● **Instructions for the task**: Rewrite the rows as a numbered list, starting at the line containing "Return one point per instance of the white vehicle" and continuing through the final row below, both included. Leave out blank lines.
▬▬▬▬▬▬▬▬▬▬
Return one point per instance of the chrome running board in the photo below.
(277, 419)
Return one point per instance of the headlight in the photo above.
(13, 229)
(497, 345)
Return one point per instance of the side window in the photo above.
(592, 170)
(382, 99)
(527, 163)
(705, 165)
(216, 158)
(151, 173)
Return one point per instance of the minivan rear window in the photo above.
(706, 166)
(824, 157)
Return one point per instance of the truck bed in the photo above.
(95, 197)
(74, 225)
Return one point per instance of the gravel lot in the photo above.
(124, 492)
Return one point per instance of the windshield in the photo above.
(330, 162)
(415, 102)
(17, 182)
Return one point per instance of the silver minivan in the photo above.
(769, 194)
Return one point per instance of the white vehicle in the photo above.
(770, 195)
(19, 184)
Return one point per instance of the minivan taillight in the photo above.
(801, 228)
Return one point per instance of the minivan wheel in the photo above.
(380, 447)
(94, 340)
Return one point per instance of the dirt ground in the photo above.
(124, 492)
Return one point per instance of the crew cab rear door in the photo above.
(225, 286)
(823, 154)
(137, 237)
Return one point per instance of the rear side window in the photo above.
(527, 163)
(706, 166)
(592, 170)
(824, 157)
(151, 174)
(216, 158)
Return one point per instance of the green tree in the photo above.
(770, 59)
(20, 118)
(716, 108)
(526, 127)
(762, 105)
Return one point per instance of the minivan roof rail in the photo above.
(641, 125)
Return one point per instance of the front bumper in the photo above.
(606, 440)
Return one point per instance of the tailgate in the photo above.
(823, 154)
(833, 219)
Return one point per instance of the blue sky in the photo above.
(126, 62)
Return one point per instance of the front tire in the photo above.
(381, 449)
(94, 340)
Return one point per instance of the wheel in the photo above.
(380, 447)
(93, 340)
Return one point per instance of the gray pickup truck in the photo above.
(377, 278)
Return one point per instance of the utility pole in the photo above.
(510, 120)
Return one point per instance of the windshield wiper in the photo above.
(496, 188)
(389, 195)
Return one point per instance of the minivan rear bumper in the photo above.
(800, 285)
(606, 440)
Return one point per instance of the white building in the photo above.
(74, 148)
▬▬▬▬▬▬▬▬▬▬
● **Exercise response**:
1. Return one point per instance of the white vehicle in the photo above.
2. (770, 195)
3. (19, 184)
4. Return one point per instance of the minivan taillight in the photo above.
5. (801, 228)
6. Return one point per instance of the minivan wheel in the photo above.
7. (380, 447)
8. (94, 340)
9. Return one point per instance of the dirt ground in the photo above.
10. (124, 492)
11. Return one point per instance of the crew cab rear door in the photo above.
12. (225, 286)
13. (823, 154)
14. (137, 237)
15. Return one point per instance of the rear side window in the photo above.
16. (527, 163)
17. (706, 166)
18. (592, 170)
19. (824, 157)
20. (151, 174)
21. (216, 158)
22. Return one point per instance of the green tree in the photo above.
23. (770, 59)
24. (20, 118)
25. (716, 108)
26. (526, 127)
27. (762, 105)
28. Return one point per instance of the minivan roof rail in the photo above.
29. (641, 125)
30. Return one point per instance of the front bumper in the photo above.
31. (606, 440)
32. Return one point per instance of the tailgate in the photo above.
33. (823, 154)
34. (833, 219)
35. Return one point per instance of the blue sky in the photo above.
36. (126, 62)
37. Return one point per instance of the front tire in the photo above.
38. (381, 449)
39. (94, 340)
40. Return one point per instance of the wheel in the photo above.
41. (380, 447)
42. (93, 340)
43. Return one point per instance of the gray pickup truck in the photo above.
44. (377, 278)
45. Return one point per instance of the utility pole in the photo above.
46. (510, 120)
47. Return one point per instance of the windshield wiper in the photo above.
48. (496, 188)
49. (389, 195)
50. Return one point per instance of the minivan rear bumper in the photo above.
51. (800, 285)
52. (606, 440)
53. Return one point per instance of the white building in the photo above.
54. (74, 148)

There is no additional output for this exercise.